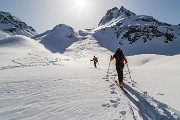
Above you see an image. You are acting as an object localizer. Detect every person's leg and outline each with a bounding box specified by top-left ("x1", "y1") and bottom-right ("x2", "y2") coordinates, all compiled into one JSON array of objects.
[
  {"x1": 119, "y1": 63, "x2": 124, "y2": 81},
  {"x1": 116, "y1": 64, "x2": 121, "y2": 83},
  {"x1": 94, "y1": 62, "x2": 97, "y2": 68},
  {"x1": 119, "y1": 63, "x2": 124, "y2": 87},
  {"x1": 119, "y1": 71, "x2": 123, "y2": 83}
]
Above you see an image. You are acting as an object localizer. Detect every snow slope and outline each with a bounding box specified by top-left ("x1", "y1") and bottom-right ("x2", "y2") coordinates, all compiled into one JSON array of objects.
[
  {"x1": 0, "y1": 6, "x2": 180, "y2": 120},
  {"x1": 0, "y1": 34, "x2": 180, "y2": 120},
  {"x1": 0, "y1": 31, "x2": 11, "y2": 40}
]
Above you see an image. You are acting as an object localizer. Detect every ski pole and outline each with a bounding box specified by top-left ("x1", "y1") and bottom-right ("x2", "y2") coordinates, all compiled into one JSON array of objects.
[
  {"x1": 98, "y1": 62, "x2": 100, "y2": 69},
  {"x1": 106, "y1": 60, "x2": 111, "y2": 76},
  {"x1": 90, "y1": 60, "x2": 91, "y2": 67},
  {"x1": 126, "y1": 63, "x2": 131, "y2": 79}
]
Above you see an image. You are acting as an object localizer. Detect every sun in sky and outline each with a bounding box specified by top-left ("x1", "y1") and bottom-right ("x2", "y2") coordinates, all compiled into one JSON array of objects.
[{"x1": 75, "y1": 0, "x2": 87, "y2": 10}]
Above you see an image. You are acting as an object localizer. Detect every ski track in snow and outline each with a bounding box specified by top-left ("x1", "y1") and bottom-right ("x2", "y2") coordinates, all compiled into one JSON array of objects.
[
  {"x1": 0, "y1": 52, "x2": 70, "y2": 71},
  {"x1": 0, "y1": 33, "x2": 180, "y2": 119},
  {"x1": 105, "y1": 69, "x2": 180, "y2": 120},
  {"x1": 0, "y1": 48, "x2": 180, "y2": 120}
]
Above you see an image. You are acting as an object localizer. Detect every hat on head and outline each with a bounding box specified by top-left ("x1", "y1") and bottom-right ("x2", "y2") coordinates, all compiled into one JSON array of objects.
[{"x1": 116, "y1": 47, "x2": 121, "y2": 52}]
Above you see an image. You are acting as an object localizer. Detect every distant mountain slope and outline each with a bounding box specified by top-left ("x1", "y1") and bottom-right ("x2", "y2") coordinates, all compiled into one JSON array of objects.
[
  {"x1": 33, "y1": 6, "x2": 180, "y2": 56},
  {"x1": 33, "y1": 24, "x2": 79, "y2": 53},
  {"x1": 93, "y1": 6, "x2": 180, "y2": 55},
  {"x1": 0, "y1": 11, "x2": 37, "y2": 37}
]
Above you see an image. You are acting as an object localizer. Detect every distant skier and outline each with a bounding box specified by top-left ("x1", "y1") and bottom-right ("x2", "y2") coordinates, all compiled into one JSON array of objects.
[
  {"x1": 91, "y1": 56, "x2": 98, "y2": 68},
  {"x1": 110, "y1": 48, "x2": 128, "y2": 87}
]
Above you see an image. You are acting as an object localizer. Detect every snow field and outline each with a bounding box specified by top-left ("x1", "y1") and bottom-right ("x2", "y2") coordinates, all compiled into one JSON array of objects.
[{"x1": 0, "y1": 34, "x2": 180, "y2": 120}]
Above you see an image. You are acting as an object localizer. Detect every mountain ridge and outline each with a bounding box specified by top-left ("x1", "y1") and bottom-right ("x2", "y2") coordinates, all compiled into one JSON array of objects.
[
  {"x1": 93, "y1": 6, "x2": 180, "y2": 55},
  {"x1": 1, "y1": 7, "x2": 180, "y2": 55},
  {"x1": 99, "y1": 6, "x2": 136, "y2": 26},
  {"x1": 0, "y1": 11, "x2": 37, "y2": 37}
]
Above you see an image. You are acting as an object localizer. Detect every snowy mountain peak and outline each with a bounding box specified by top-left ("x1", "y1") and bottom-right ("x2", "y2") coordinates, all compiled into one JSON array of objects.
[
  {"x1": 119, "y1": 6, "x2": 136, "y2": 17},
  {"x1": 0, "y1": 11, "x2": 37, "y2": 37},
  {"x1": 0, "y1": 11, "x2": 11, "y2": 17},
  {"x1": 99, "y1": 6, "x2": 136, "y2": 25},
  {"x1": 52, "y1": 24, "x2": 74, "y2": 34},
  {"x1": 52, "y1": 24, "x2": 68, "y2": 30},
  {"x1": 33, "y1": 24, "x2": 79, "y2": 53},
  {"x1": 94, "y1": 7, "x2": 180, "y2": 55}
]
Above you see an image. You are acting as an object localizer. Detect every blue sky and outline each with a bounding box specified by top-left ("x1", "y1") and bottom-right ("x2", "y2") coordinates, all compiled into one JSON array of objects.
[{"x1": 0, "y1": 0, "x2": 180, "y2": 33}]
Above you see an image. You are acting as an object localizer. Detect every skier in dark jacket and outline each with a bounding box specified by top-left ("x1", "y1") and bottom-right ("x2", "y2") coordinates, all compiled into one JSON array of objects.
[
  {"x1": 91, "y1": 56, "x2": 98, "y2": 68},
  {"x1": 110, "y1": 48, "x2": 128, "y2": 87}
]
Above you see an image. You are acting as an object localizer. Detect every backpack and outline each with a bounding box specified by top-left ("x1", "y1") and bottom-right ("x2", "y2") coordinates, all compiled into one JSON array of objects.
[
  {"x1": 114, "y1": 50, "x2": 124, "y2": 62},
  {"x1": 95, "y1": 57, "x2": 98, "y2": 62},
  {"x1": 93, "y1": 57, "x2": 98, "y2": 62}
]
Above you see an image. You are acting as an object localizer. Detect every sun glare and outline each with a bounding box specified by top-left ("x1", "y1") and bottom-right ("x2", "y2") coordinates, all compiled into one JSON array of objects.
[{"x1": 76, "y1": 0, "x2": 86, "y2": 10}]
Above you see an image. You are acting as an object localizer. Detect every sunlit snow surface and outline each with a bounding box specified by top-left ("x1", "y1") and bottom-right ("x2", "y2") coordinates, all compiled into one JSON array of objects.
[{"x1": 0, "y1": 33, "x2": 180, "y2": 120}]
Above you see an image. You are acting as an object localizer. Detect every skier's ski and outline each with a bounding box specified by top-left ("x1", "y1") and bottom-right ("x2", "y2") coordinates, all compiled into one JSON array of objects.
[
  {"x1": 115, "y1": 81, "x2": 128, "y2": 94},
  {"x1": 119, "y1": 85, "x2": 128, "y2": 94}
]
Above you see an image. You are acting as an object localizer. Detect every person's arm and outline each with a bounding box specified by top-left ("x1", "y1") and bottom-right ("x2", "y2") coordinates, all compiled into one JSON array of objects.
[
  {"x1": 123, "y1": 56, "x2": 128, "y2": 64},
  {"x1": 110, "y1": 54, "x2": 115, "y2": 61}
]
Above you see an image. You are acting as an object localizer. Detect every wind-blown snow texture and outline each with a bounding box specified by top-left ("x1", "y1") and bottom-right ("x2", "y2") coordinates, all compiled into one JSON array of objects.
[{"x1": 0, "y1": 6, "x2": 180, "y2": 120}]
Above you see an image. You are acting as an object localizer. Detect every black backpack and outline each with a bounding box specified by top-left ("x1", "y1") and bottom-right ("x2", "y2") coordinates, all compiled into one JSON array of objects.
[{"x1": 115, "y1": 50, "x2": 124, "y2": 62}]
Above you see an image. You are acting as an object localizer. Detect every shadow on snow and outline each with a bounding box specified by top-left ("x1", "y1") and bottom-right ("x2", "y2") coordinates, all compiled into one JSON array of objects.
[{"x1": 124, "y1": 83, "x2": 180, "y2": 120}]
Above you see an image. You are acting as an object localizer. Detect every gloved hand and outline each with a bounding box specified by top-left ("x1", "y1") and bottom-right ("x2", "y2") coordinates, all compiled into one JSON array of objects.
[
  {"x1": 110, "y1": 55, "x2": 113, "y2": 61},
  {"x1": 124, "y1": 57, "x2": 128, "y2": 64}
]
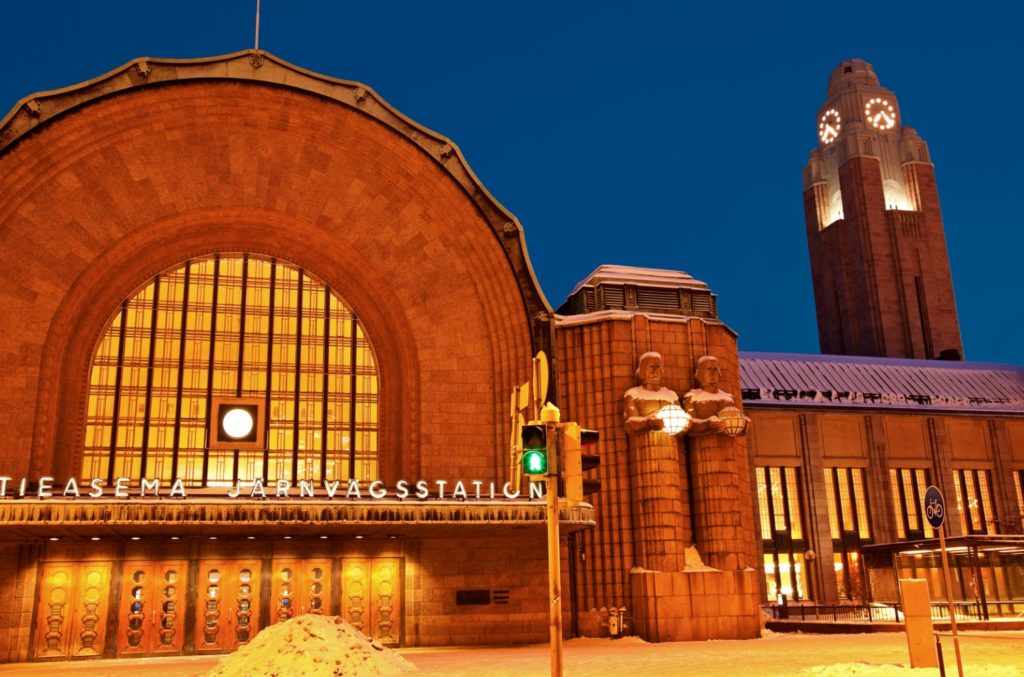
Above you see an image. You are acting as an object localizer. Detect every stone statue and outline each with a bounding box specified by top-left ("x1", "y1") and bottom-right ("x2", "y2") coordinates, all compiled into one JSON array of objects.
[
  {"x1": 623, "y1": 352, "x2": 685, "y2": 436},
  {"x1": 683, "y1": 355, "x2": 749, "y2": 437},
  {"x1": 622, "y1": 351, "x2": 691, "y2": 572},
  {"x1": 684, "y1": 354, "x2": 754, "y2": 571}
]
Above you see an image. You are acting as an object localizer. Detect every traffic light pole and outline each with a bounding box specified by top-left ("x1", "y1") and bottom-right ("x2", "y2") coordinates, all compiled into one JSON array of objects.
[{"x1": 545, "y1": 419, "x2": 563, "y2": 677}]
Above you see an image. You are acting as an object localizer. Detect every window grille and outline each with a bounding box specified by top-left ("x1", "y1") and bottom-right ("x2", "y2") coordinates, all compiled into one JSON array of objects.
[{"x1": 83, "y1": 254, "x2": 379, "y2": 487}]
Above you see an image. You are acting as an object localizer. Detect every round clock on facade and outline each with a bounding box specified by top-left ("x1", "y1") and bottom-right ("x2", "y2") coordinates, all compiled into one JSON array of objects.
[
  {"x1": 818, "y1": 109, "x2": 841, "y2": 144},
  {"x1": 865, "y1": 97, "x2": 896, "y2": 130}
]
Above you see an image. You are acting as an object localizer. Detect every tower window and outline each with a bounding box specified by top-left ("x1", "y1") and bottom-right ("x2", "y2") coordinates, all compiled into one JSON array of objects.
[{"x1": 82, "y1": 254, "x2": 380, "y2": 487}]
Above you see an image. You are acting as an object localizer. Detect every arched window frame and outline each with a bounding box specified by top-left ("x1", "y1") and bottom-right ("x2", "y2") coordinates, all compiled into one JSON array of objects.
[{"x1": 82, "y1": 253, "x2": 379, "y2": 487}]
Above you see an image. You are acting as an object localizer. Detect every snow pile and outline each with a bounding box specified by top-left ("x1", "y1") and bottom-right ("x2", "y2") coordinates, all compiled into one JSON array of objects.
[
  {"x1": 804, "y1": 663, "x2": 1023, "y2": 676},
  {"x1": 683, "y1": 545, "x2": 716, "y2": 571},
  {"x1": 207, "y1": 614, "x2": 416, "y2": 677}
]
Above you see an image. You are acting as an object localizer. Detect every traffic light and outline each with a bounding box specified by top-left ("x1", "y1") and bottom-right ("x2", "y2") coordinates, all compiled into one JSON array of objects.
[
  {"x1": 521, "y1": 423, "x2": 548, "y2": 477},
  {"x1": 559, "y1": 422, "x2": 600, "y2": 506}
]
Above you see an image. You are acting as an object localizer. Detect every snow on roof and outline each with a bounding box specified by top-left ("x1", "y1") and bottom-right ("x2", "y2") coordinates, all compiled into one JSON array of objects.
[
  {"x1": 739, "y1": 352, "x2": 1024, "y2": 413},
  {"x1": 566, "y1": 265, "x2": 709, "y2": 296}
]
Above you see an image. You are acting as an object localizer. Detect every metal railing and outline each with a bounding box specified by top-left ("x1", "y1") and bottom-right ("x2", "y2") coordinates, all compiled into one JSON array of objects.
[
  {"x1": 764, "y1": 602, "x2": 901, "y2": 623},
  {"x1": 764, "y1": 599, "x2": 1024, "y2": 623}
]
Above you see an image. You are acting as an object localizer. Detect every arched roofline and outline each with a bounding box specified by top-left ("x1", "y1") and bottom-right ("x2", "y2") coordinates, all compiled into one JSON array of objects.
[{"x1": 0, "y1": 49, "x2": 552, "y2": 317}]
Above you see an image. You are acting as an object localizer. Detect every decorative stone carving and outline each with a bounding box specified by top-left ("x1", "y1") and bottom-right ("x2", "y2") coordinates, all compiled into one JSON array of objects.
[
  {"x1": 623, "y1": 352, "x2": 691, "y2": 572},
  {"x1": 684, "y1": 355, "x2": 755, "y2": 571},
  {"x1": 683, "y1": 355, "x2": 749, "y2": 437},
  {"x1": 624, "y1": 352, "x2": 686, "y2": 437}
]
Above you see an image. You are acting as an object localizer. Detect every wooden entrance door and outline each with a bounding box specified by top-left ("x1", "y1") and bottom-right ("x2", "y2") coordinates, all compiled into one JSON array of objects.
[
  {"x1": 195, "y1": 560, "x2": 261, "y2": 652},
  {"x1": 34, "y1": 562, "x2": 112, "y2": 659},
  {"x1": 271, "y1": 559, "x2": 332, "y2": 624},
  {"x1": 341, "y1": 557, "x2": 401, "y2": 646},
  {"x1": 117, "y1": 560, "x2": 186, "y2": 655}
]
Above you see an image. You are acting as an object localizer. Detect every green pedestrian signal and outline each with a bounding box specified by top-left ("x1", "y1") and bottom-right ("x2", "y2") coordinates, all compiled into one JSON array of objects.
[
  {"x1": 521, "y1": 423, "x2": 548, "y2": 477},
  {"x1": 523, "y1": 448, "x2": 548, "y2": 475}
]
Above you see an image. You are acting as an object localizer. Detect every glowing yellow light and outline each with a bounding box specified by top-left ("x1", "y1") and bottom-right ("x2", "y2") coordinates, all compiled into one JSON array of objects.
[
  {"x1": 655, "y1": 404, "x2": 692, "y2": 435},
  {"x1": 223, "y1": 408, "x2": 255, "y2": 439}
]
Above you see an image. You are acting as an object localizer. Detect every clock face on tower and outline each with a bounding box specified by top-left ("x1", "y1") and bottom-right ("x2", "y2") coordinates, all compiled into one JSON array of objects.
[
  {"x1": 818, "y1": 109, "x2": 841, "y2": 144},
  {"x1": 865, "y1": 97, "x2": 897, "y2": 130}
]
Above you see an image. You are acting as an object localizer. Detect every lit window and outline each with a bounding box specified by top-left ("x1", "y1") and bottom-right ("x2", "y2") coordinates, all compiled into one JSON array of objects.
[
  {"x1": 83, "y1": 254, "x2": 379, "y2": 487},
  {"x1": 1015, "y1": 471, "x2": 1024, "y2": 522},
  {"x1": 824, "y1": 467, "x2": 872, "y2": 600},
  {"x1": 953, "y1": 469, "x2": 997, "y2": 535},
  {"x1": 890, "y1": 468, "x2": 935, "y2": 540},
  {"x1": 757, "y1": 466, "x2": 808, "y2": 601}
]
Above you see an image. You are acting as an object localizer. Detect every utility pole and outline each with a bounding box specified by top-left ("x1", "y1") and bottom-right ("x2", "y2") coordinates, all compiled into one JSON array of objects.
[{"x1": 541, "y1": 402, "x2": 563, "y2": 677}]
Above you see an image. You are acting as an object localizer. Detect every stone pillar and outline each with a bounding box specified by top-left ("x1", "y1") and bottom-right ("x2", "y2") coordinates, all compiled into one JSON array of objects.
[
  {"x1": 800, "y1": 414, "x2": 839, "y2": 601},
  {"x1": 628, "y1": 430, "x2": 689, "y2": 572},
  {"x1": 690, "y1": 434, "x2": 750, "y2": 571}
]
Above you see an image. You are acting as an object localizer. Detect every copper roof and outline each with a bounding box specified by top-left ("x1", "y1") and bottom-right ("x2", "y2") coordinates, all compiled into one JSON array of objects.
[{"x1": 739, "y1": 352, "x2": 1024, "y2": 413}]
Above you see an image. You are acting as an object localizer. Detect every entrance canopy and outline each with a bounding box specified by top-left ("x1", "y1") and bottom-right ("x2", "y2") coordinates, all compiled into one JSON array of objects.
[{"x1": 862, "y1": 535, "x2": 1024, "y2": 618}]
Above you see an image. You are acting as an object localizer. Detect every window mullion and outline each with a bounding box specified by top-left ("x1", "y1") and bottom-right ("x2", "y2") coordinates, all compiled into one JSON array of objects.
[
  {"x1": 264, "y1": 261, "x2": 276, "y2": 482},
  {"x1": 139, "y1": 275, "x2": 161, "y2": 479},
  {"x1": 292, "y1": 271, "x2": 304, "y2": 485},
  {"x1": 348, "y1": 317, "x2": 358, "y2": 481},
  {"x1": 106, "y1": 301, "x2": 129, "y2": 486},
  {"x1": 170, "y1": 262, "x2": 191, "y2": 480},
  {"x1": 202, "y1": 255, "x2": 221, "y2": 487},
  {"x1": 321, "y1": 291, "x2": 330, "y2": 483}
]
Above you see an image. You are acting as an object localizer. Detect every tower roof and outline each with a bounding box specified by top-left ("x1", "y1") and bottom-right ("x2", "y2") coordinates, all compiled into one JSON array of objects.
[{"x1": 827, "y1": 58, "x2": 880, "y2": 95}]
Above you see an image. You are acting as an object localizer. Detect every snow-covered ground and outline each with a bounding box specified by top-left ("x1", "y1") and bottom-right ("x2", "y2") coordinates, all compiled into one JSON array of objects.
[
  {"x1": 407, "y1": 632, "x2": 1024, "y2": 677},
  {"x1": 2, "y1": 631, "x2": 1022, "y2": 676}
]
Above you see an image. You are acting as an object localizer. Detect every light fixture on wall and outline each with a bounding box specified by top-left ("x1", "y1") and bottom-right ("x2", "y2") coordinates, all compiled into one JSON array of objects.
[
  {"x1": 719, "y1": 407, "x2": 749, "y2": 436},
  {"x1": 655, "y1": 404, "x2": 692, "y2": 435},
  {"x1": 209, "y1": 397, "x2": 265, "y2": 450}
]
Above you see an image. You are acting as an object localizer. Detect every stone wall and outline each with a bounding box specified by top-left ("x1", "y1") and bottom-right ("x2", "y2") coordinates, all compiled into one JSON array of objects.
[
  {"x1": 0, "y1": 80, "x2": 535, "y2": 486},
  {"x1": 630, "y1": 569, "x2": 761, "y2": 642}
]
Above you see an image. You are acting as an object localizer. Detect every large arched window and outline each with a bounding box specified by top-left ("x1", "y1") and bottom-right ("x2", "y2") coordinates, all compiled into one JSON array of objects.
[{"x1": 83, "y1": 254, "x2": 379, "y2": 487}]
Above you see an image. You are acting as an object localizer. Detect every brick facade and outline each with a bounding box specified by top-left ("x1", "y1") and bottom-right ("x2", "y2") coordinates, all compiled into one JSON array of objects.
[
  {"x1": 556, "y1": 307, "x2": 760, "y2": 641},
  {"x1": 0, "y1": 51, "x2": 1018, "y2": 666},
  {"x1": 0, "y1": 55, "x2": 563, "y2": 661},
  {"x1": 747, "y1": 406, "x2": 1024, "y2": 602}
]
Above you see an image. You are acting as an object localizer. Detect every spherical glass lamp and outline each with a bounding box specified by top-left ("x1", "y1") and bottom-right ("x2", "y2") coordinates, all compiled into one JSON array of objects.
[
  {"x1": 656, "y1": 404, "x2": 692, "y2": 435},
  {"x1": 719, "y1": 406, "x2": 749, "y2": 436}
]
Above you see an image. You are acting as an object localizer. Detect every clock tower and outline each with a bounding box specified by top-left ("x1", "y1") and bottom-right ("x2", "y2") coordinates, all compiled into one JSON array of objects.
[{"x1": 803, "y1": 59, "x2": 963, "y2": 360}]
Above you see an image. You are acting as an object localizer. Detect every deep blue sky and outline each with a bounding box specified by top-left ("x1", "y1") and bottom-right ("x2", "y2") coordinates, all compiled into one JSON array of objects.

* Task item: Print the line with "every clock tower" and every line after it in the entries above, exactly as written. Leave out all other lines.

* Output for this task:
Above you see an image. You are acting as an object localizer. Detect every clock tower and outline each with a bounding box specified by top-left ("x1", "y1") and bottom-right ("x2", "y2") coordinates, all compiled into one JSON array of objects.
[{"x1": 803, "y1": 59, "x2": 963, "y2": 360}]
Above you see an image. You are acting as an object localizer. Detect every deep blue sky and outline each with a bounding box specified by top-left ("x1", "y1") and bottom-right ("x2", "y2") coordinates, all compiled into one JSON array of objects.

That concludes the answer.